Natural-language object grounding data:
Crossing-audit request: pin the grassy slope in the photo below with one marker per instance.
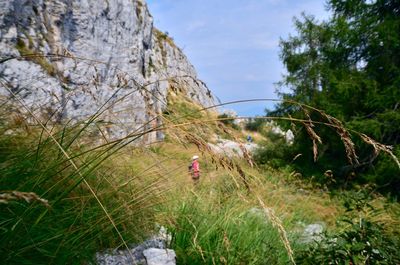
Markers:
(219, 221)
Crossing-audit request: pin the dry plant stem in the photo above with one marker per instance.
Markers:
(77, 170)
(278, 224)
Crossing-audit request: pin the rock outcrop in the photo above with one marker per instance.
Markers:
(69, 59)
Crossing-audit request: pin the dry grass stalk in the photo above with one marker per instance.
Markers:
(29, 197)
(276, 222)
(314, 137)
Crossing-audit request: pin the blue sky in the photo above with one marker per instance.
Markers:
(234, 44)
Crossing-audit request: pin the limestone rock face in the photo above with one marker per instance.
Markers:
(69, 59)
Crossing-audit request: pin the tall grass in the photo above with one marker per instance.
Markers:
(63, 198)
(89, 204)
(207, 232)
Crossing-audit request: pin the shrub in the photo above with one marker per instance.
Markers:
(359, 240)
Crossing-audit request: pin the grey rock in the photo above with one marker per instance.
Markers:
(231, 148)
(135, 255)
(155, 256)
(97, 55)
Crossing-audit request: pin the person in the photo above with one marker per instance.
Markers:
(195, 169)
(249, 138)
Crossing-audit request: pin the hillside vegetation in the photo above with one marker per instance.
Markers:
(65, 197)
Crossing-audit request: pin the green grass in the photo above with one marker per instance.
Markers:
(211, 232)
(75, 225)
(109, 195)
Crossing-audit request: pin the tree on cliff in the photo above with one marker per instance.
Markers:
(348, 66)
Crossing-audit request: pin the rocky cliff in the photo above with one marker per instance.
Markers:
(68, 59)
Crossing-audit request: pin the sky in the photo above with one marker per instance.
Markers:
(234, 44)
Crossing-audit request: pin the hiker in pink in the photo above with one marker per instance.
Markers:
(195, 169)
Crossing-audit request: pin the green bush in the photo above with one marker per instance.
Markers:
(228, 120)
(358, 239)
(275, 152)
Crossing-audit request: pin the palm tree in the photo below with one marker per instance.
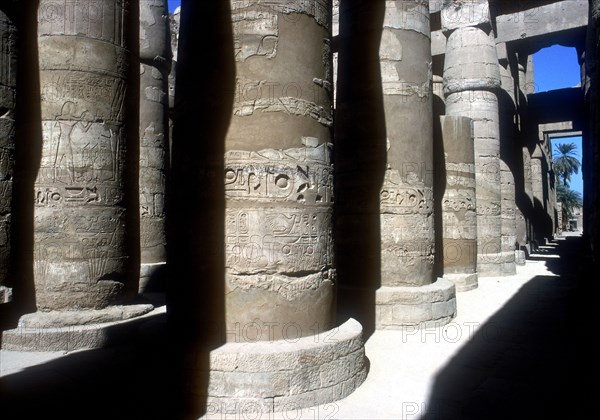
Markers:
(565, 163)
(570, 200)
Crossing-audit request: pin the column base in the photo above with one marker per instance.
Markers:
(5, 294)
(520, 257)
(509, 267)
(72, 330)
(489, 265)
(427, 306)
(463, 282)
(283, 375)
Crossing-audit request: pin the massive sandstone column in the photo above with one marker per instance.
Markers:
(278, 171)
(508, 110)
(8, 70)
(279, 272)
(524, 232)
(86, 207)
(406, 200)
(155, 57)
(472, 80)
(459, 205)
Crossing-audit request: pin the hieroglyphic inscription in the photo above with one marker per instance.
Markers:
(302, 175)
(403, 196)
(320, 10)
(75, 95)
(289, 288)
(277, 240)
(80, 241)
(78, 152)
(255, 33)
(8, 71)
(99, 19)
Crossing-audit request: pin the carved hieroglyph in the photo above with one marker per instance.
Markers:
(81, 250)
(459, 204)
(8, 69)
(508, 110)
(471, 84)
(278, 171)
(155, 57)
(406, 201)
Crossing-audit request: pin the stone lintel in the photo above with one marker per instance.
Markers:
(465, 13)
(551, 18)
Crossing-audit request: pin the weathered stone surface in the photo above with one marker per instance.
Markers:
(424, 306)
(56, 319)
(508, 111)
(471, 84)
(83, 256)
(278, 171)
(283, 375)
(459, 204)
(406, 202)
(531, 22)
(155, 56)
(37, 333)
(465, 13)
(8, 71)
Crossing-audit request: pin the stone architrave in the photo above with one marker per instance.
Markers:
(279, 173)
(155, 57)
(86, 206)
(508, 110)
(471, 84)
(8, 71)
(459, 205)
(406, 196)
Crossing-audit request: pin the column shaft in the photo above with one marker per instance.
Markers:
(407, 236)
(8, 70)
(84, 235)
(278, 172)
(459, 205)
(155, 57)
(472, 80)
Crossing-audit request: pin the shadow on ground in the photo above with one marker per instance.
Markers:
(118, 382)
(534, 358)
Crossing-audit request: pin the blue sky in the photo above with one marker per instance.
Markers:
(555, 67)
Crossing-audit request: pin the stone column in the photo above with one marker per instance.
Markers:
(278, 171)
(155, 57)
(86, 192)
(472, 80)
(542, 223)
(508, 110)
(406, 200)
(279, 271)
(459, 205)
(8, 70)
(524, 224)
==
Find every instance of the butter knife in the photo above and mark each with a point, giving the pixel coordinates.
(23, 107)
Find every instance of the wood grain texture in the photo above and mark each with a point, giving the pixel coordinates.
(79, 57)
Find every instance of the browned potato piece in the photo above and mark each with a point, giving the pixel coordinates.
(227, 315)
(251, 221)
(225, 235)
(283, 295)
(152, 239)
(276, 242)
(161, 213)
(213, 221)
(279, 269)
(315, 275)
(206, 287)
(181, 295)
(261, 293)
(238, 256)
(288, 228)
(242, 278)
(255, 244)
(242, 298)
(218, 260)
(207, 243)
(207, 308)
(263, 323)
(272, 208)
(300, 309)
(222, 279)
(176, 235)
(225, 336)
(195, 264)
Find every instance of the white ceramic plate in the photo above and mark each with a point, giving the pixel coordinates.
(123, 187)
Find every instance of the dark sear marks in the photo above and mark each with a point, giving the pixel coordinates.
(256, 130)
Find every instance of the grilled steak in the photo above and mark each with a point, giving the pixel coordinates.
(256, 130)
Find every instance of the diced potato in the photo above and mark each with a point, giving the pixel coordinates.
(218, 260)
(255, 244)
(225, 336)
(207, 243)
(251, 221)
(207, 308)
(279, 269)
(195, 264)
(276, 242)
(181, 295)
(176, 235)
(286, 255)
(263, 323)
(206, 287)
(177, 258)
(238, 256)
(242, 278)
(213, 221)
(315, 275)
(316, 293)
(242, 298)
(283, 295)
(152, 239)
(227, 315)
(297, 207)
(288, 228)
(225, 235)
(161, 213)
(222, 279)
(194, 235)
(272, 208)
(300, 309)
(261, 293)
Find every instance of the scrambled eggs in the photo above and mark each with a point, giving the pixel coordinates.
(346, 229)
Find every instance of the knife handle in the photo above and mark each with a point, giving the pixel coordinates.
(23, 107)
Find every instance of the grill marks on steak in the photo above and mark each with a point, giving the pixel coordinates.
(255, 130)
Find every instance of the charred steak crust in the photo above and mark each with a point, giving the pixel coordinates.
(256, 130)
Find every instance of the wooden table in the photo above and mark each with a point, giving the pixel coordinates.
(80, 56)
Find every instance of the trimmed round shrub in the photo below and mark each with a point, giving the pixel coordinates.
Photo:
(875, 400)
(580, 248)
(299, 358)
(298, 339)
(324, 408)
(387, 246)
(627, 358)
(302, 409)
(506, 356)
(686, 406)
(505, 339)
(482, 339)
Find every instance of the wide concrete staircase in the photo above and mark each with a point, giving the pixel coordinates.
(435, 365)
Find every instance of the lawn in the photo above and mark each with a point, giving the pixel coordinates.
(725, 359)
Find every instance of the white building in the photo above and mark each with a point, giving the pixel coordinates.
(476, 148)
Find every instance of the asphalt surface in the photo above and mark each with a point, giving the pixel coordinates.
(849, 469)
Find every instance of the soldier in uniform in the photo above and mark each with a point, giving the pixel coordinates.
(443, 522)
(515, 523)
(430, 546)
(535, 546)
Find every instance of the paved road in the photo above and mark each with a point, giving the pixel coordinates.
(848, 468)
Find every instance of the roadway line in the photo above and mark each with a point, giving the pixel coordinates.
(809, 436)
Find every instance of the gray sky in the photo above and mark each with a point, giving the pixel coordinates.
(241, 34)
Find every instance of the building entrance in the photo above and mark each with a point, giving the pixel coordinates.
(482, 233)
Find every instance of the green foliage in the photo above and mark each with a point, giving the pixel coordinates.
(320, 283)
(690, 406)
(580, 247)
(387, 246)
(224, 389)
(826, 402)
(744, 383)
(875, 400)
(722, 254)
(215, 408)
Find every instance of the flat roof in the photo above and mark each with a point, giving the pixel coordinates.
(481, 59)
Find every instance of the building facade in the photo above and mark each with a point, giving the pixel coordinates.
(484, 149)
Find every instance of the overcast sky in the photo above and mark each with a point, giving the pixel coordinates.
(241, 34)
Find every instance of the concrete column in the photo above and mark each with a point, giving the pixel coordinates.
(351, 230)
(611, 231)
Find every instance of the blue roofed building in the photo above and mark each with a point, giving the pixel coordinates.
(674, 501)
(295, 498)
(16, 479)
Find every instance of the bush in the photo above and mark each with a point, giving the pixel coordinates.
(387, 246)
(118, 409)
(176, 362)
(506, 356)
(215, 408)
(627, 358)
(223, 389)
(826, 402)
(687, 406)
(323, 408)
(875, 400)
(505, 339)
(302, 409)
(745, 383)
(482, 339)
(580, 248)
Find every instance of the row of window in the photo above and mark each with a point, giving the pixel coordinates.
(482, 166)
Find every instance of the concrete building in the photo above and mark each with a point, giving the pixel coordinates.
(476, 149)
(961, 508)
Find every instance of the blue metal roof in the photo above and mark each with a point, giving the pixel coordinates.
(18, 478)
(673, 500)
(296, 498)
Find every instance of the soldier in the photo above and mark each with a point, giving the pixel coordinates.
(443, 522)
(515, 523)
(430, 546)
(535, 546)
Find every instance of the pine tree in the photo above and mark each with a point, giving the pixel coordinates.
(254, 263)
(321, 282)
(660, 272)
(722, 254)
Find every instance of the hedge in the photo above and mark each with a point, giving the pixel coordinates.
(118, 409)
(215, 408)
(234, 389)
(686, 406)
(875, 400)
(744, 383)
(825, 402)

### Work required
Whenever a line above includes "shrub", copy it in full.

### Problem solution
Crossing-audit request: pin the shrub in the photo above with one marker per instance.
Find every instance of the trimmed round shrub in the photo below and mark each with a point, giving the pixel coordinates.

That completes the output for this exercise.